Start of Block
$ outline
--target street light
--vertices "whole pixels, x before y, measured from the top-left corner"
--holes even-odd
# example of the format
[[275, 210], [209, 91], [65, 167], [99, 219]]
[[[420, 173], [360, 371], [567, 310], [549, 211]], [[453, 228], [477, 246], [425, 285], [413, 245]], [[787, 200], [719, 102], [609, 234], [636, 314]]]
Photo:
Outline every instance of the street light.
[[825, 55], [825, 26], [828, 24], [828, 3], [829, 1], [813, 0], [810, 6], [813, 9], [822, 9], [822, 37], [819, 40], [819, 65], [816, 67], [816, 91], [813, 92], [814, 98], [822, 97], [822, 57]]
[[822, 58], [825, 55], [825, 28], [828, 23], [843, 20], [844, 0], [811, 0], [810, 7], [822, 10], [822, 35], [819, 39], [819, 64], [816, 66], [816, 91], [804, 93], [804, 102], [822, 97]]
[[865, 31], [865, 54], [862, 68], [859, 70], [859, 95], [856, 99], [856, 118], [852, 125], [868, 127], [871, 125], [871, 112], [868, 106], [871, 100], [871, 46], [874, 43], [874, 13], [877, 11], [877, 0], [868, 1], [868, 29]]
End of Block
#### Exercise brief:
Copy out each record from above, exactly.

#### Answer below:
$ outline
--target street light
--vertices "whole pixels, x before y, measured from the top-left corner"
--holes even-odd
# example of the format
[[275, 210], [209, 91], [65, 167], [99, 219]]
[[[420, 173], [360, 371], [567, 310], [549, 211]], [[453, 228], [477, 246], [425, 285], [413, 245]], [[787, 200], [719, 102], [609, 234], [636, 314]]]
Photo:
Outline every instance of the street light.
[[825, 55], [825, 26], [828, 24], [828, 3], [829, 1], [813, 0], [810, 6], [813, 9], [822, 9], [822, 37], [819, 40], [819, 65], [816, 67], [816, 91], [813, 92], [814, 98], [822, 97], [822, 57]]
[[822, 58], [825, 55], [825, 28], [828, 23], [843, 20], [844, 0], [811, 0], [810, 7], [822, 10], [822, 35], [819, 39], [819, 64], [816, 66], [816, 91], [804, 93], [804, 102], [822, 97]]
[[865, 31], [865, 54], [862, 68], [859, 70], [859, 95], [856, 99], [856, 118], [852, 125], [868, 127], [871, 125], [871, 112], [868, 106], [871, 100], [871, 46], [874, 43], [874, 13], [877, 11], [877, 0], [868, 1], [868, 29]]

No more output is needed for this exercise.